▸ **ITEMS**:

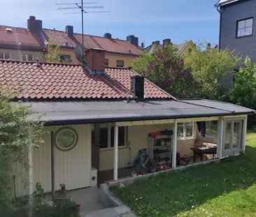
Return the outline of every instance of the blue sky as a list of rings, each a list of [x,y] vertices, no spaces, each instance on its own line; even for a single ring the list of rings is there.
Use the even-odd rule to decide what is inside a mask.
[[[43,27],[64,30],[73,25],[81,32],[80,15],[64,15],[57,3],[80,0],[8,0],[0,8],[1,24],[27,27],[29,15],[43,20]],[[193,40],[196,43],[218,43],[219,14],[214,8],[217,0],[99,0],[99,6],[110,13],[90,13],[85,16],[85,32],[125,39],[129,34],[148,45],[154,40],[171,38],[174,43]],[[96,5],[95,5],[96,6]],[[78,11],[69,10],[65,12]]]

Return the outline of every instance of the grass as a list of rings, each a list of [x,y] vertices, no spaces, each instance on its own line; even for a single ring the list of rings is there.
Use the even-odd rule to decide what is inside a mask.
[[[138,216],[256,216],[256,131],[246,151],[111,190]]]

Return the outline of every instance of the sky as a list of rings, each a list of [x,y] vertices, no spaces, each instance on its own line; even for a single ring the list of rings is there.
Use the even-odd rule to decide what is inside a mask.
[[[66,25],[81,32],[78,9],[60,10],[59,3],[76,3],[80,0],[1,0],[0,24],[27,27],[30,15],[43,20],[43,28],[64,31]],[[85,33],[103,36],[111,33],[115,38],[128,35],[138,37],[139,43],[149,45],[152,41],[171,38],[173,43],[193,40],[195,43],[218,43],[220,15],[214,4],[217,0],[84,0],[98,2],[107,13],[87,13],[84,17]]]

▸ **TASK GOAL**:
Copy every line above word for word, but leave out the pictures.

▸ **RESPONSE TO THIS TASK**:
Return the outline of every instance of the blue sky as a list of rings, each a list of [x,y] vertices, no spaces, each instance on its own line; even for a single ring the list of rings is there.
Use the even-odd rule to decide what is inside a mask.
[[[43,27],[64,30],[73,25],[81,32],[80,15],[64,15],[57,3],[80,0],[8,0],[0,8],[1,24],[27,27],[29,15],[43,20]],[[193,40],[196,43],[218,43],[219,14],[214,8],[217,0],[99,0],[99,6],[110,13],[90,13],[85,16],[85,32],[125,39],[129,34],[148,45],[154,40],[171,38],[174,43]],[[96,5],[95,5],[96,6]],[[78,11],[69,10],[65,12]]]

Return the outline of every instance of the grass as a list of rings, each a list of [x,y] vertices, no spaces, each instance on its own line; even for a single ring the list of rings is there.
Use the even-odd rule to decide what is inside a mask.
[[[138,216],[256,216],[256,131],[246,151],[111,190]]]

Return the outline of every instance of the sky as a list of rings, each a list of [x,y] vertices, no spaces, each instance on its own line; even for a single ring the list of rings is there.
Use the even-odd rule to decide what is inside a mask.
[[[66,25],[81,32],[78,9],[60,10],[59,3],[76,3],[80,0],[1,0],[0,24],[27,27],[30,15],[43,20],[43,28],[64,31]],[[85,33],[103,36],[111,33],[115,38],[128,35],[138,37],[139,43],[149,45],[152,41],[171,38],[173,43],[193,40],[195,43],[218,43],[220,15],[214,4],[217,0],[84,0],[98,2],[107,13],[87,13],[84,17]]]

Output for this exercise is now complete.